Gather each line of the items below that contains the string "orange". Matching is case-sensitive.

_RECORDS TO PROCESS:_

=-=-=

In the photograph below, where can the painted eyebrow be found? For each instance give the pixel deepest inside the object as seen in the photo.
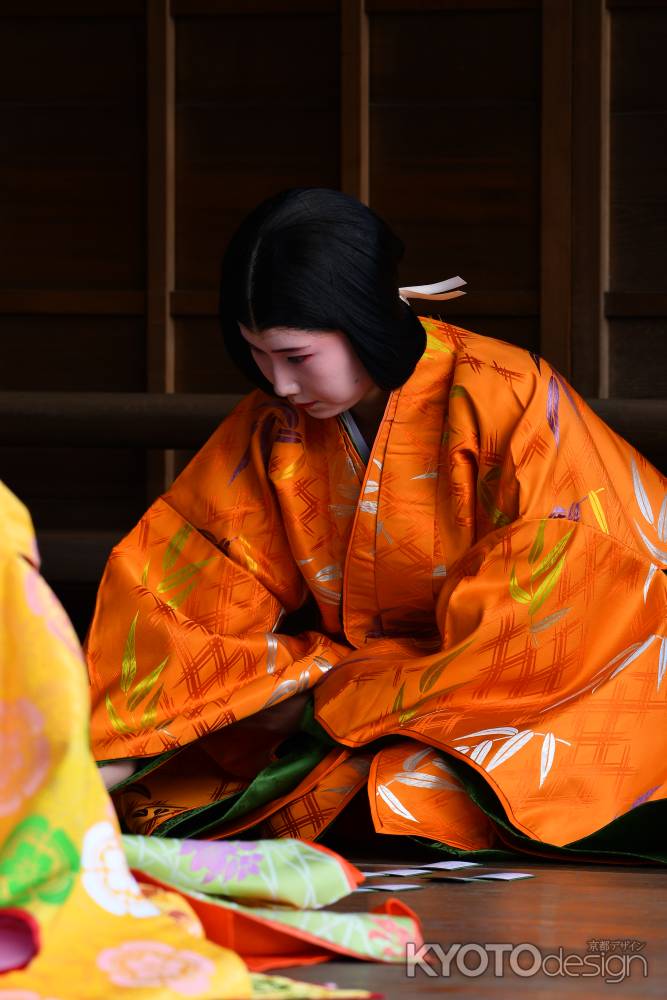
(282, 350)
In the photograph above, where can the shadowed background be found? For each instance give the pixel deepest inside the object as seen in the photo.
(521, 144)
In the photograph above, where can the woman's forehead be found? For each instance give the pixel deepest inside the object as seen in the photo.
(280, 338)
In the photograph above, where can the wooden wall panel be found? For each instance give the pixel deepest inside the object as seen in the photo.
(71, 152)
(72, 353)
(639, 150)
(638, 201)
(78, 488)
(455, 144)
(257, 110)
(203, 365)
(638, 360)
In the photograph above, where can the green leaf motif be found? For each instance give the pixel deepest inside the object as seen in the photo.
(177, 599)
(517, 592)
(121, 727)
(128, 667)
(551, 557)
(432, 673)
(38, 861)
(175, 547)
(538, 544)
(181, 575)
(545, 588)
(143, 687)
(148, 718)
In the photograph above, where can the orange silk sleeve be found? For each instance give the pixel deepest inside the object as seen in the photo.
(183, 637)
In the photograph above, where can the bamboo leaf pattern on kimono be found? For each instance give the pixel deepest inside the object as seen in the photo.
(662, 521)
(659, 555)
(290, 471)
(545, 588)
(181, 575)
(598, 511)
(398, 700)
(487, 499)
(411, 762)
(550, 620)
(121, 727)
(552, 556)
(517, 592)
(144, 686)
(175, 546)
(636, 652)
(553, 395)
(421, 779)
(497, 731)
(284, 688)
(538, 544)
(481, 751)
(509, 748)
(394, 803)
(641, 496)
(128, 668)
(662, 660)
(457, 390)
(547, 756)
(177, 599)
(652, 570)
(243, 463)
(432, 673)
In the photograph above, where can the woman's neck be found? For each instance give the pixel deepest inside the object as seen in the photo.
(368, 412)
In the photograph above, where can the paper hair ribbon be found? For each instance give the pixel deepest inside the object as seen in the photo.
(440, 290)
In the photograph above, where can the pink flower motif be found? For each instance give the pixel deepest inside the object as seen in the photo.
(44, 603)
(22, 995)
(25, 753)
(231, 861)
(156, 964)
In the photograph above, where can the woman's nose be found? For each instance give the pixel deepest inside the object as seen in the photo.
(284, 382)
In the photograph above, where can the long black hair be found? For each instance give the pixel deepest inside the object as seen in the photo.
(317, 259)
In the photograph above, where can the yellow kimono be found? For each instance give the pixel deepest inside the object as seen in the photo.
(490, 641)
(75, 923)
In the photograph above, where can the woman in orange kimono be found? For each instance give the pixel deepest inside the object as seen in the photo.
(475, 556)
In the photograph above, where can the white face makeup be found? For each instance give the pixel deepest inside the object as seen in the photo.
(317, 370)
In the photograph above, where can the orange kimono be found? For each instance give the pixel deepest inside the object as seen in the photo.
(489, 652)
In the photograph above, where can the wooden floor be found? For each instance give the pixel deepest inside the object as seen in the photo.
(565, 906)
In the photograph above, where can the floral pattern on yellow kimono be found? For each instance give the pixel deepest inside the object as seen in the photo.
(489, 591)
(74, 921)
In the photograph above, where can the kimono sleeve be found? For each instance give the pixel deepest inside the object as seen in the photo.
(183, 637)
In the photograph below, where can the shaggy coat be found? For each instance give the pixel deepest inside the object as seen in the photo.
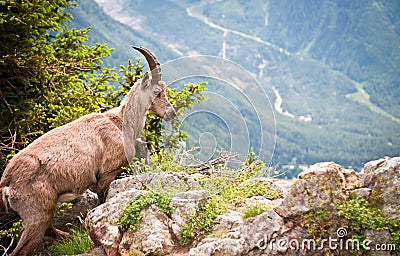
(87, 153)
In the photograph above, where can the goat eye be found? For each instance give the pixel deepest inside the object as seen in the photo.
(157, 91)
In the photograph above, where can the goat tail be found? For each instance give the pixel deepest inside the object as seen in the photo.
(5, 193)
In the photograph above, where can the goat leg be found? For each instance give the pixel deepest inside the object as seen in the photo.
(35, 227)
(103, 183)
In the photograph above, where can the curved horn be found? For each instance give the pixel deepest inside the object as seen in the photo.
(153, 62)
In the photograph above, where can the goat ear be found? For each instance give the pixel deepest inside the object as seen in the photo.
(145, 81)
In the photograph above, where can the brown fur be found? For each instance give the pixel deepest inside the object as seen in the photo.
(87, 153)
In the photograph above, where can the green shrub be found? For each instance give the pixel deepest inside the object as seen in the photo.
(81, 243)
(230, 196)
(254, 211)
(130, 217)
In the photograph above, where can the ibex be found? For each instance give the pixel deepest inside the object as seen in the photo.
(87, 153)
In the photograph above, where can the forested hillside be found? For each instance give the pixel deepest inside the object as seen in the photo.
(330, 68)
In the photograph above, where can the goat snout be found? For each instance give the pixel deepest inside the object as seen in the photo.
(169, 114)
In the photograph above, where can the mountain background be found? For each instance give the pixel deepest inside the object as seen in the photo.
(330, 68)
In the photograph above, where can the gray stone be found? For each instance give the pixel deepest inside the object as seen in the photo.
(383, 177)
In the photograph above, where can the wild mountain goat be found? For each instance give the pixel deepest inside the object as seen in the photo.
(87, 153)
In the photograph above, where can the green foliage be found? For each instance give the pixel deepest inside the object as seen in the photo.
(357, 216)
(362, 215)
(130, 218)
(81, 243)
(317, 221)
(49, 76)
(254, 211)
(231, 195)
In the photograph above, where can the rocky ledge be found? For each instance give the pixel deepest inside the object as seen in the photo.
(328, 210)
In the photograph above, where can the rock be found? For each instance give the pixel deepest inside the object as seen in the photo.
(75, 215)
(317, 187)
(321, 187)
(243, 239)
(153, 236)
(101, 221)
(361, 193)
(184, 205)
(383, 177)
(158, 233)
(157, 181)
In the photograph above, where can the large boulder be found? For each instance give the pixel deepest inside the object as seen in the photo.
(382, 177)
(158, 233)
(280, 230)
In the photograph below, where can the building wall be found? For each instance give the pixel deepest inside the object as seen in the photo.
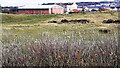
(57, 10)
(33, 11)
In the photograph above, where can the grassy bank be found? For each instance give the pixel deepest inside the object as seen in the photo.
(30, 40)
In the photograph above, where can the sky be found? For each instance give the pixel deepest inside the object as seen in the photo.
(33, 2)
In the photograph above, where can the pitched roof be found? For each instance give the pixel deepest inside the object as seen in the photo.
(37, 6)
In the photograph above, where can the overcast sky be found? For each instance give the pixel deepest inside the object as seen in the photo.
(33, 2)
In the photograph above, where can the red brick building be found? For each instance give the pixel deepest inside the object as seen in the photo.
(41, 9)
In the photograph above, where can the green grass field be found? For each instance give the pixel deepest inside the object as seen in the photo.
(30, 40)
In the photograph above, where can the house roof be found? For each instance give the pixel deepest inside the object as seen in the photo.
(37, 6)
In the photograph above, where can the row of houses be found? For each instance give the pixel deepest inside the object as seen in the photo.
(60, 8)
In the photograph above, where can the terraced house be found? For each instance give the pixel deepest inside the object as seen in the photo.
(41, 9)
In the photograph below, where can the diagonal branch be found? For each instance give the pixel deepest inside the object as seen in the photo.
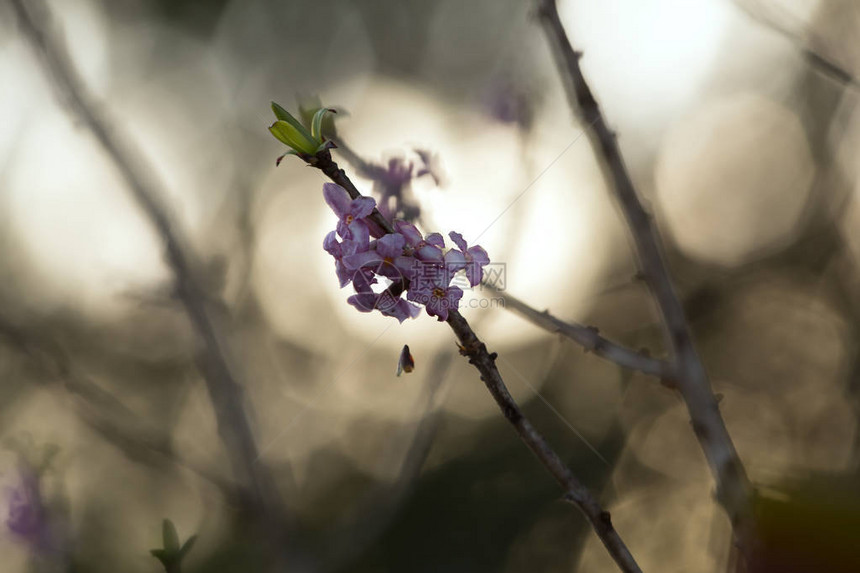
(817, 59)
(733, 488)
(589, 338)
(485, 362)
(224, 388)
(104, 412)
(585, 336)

=-=-=

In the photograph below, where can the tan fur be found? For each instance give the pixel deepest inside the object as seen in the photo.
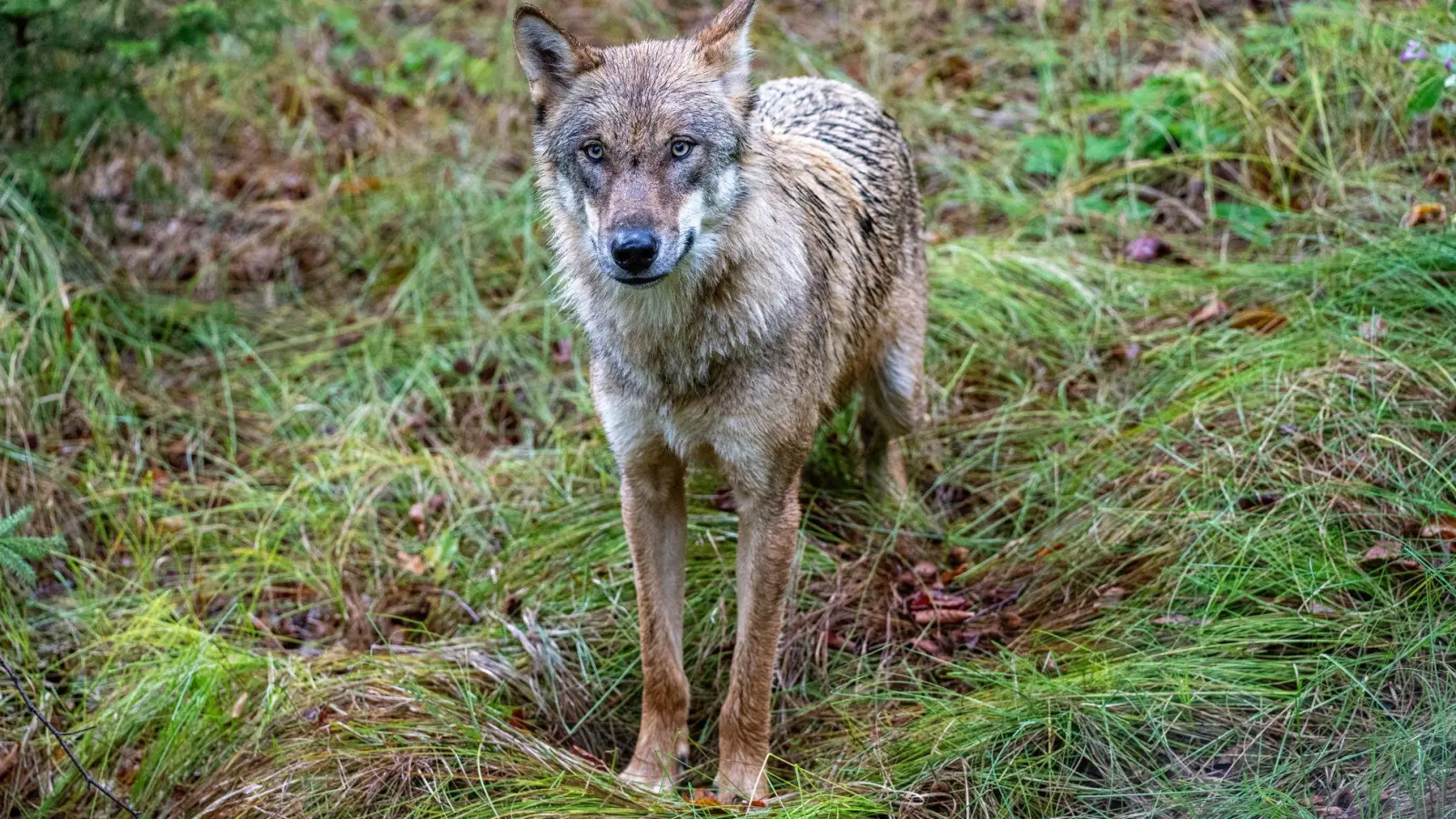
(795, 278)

=-=-=

_EXPECTED ANSWER:_
In the photograph above, where can the orange silk sleeve be found? For each instance give the pixel deepest inside the object as seen in the photo.
In the photograph above, where can the woman in orange kimono be found? For each instance give the pixel deepest inside the object as seen in the photo.
In the photograph above, where can the orange kimono be found? For each instance give the pixel deepest inside the object as seen in the photo.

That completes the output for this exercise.